▸ Exercise task
Answer these questions about the court excerpt below.
(a) What is Issue 2?
(b) Which issue does the Court say falls for very extensive examination?
(c) What applications are presently before the court?

To what extent is it necessary for the Court to decide particular issues on the present application

40 Clearly it would not be appropriate for the Court to decide on the present applications, issues which will arise for determination on the actual hearing of the gross sum costs application. In that context a question arises as to the extent, if at all, to which it is necessary for the Court to decide the following issues on the present application:


      Issue 1
      The true construction of Part 52A Rule 4(5)(d),

      Issue 2
      The elements of champerty in modern times,

      Issue 3
      Whether champerty per se constitutes an abuse of process within Part 52A Rule 4(5) (d),

      Issue 4
      When champerty becomes an abuse of process within the rules,

      Issue 5
      Whether the funding of the litigation as a commercial venture, for reward, without assuming liability for any adverse costs orders, is an abuse of process within this rule.

41 Clearly enough issue 1 falls for very extensive examination. But even then the sensitivity of the issue suggests that the matter should be determined in terms of ‘arguable case’ only. The Court must also proceed cautiously in relation to issues 2-5 for the reason that the final hearing of the gross sum applications will be the occasion for determination of those issues. It is not appropriate in terms of the applications presently before the Court for the Court to determine these issues.

42 Presently all that is before the court are the applications for equitable discovery. All that is presently necessary is that the Court be satisfied that it is arguable that:

· the funding agreements/arrangements, as a matter of substance and having regard to their implementation, may constitute champerty and as such may amount to an abuse of process on the proper meaning of Part 52A Rule 4(5)(d); or

· the funding agreements/arrangements, as a matter of substance and having regard to their implementation, may amount to the funding of litigation as a commercial venture, for reward, and in the absence of an assumption of liability for adverse costs orders, may constitute an abuse of process within the rule.

▸ Record list
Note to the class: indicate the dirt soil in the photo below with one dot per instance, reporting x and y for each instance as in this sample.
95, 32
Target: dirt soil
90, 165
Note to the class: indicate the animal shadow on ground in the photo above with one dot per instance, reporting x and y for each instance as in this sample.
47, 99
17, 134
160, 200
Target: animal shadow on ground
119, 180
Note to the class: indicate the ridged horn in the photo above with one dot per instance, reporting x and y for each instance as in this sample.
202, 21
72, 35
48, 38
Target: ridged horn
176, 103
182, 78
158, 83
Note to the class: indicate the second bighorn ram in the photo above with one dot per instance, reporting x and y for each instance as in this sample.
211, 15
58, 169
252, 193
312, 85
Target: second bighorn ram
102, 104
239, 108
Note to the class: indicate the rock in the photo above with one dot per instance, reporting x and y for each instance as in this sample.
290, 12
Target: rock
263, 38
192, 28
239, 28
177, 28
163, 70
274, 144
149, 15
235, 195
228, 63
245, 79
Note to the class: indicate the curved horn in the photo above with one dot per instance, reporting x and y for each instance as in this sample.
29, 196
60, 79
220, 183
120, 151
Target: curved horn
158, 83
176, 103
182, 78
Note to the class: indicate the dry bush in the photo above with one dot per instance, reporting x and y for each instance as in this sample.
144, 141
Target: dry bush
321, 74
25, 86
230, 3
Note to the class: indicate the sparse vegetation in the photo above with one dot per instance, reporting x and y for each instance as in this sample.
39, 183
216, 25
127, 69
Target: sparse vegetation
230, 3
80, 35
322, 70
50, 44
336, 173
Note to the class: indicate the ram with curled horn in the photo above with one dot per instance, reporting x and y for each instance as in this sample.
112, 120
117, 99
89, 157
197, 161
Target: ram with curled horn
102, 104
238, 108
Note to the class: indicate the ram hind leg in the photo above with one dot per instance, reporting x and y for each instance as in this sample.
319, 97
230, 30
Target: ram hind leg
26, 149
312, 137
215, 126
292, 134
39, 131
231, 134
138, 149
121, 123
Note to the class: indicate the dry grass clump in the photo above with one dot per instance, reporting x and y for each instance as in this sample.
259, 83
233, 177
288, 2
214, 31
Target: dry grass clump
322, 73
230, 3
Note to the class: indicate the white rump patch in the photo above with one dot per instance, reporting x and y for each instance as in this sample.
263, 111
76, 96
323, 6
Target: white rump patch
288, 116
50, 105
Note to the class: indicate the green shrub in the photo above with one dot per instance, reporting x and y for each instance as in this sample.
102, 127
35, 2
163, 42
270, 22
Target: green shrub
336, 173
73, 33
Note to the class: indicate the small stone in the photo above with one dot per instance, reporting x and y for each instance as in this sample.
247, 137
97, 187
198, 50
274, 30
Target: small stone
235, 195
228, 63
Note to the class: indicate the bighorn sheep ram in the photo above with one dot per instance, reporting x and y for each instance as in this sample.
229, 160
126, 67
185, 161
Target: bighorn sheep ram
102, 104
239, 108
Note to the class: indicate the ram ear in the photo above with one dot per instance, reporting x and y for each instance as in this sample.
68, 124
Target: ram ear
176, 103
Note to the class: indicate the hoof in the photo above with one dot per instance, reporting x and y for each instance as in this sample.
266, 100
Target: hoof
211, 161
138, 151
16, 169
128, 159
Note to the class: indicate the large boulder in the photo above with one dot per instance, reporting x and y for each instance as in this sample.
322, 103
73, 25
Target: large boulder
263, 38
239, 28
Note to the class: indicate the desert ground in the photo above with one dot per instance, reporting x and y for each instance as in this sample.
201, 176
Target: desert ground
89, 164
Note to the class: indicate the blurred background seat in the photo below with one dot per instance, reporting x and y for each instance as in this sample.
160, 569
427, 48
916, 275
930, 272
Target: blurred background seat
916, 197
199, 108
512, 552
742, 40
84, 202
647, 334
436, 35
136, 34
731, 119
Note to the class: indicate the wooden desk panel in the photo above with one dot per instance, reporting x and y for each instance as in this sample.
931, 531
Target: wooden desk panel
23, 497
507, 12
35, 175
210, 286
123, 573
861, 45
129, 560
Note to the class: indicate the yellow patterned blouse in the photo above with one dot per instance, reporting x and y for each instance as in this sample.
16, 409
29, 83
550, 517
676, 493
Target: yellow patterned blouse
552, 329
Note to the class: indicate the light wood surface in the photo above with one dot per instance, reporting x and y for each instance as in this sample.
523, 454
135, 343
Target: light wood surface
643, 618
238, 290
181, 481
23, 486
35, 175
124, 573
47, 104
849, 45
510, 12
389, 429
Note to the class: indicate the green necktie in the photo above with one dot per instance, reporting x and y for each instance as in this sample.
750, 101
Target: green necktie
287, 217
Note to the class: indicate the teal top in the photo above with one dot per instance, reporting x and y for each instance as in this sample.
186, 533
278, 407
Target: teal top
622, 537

▸ Reply to the exercise
(a) The elements of champerty in modern times.
(b) Issue 1.
(c) The applications for equitable discovery.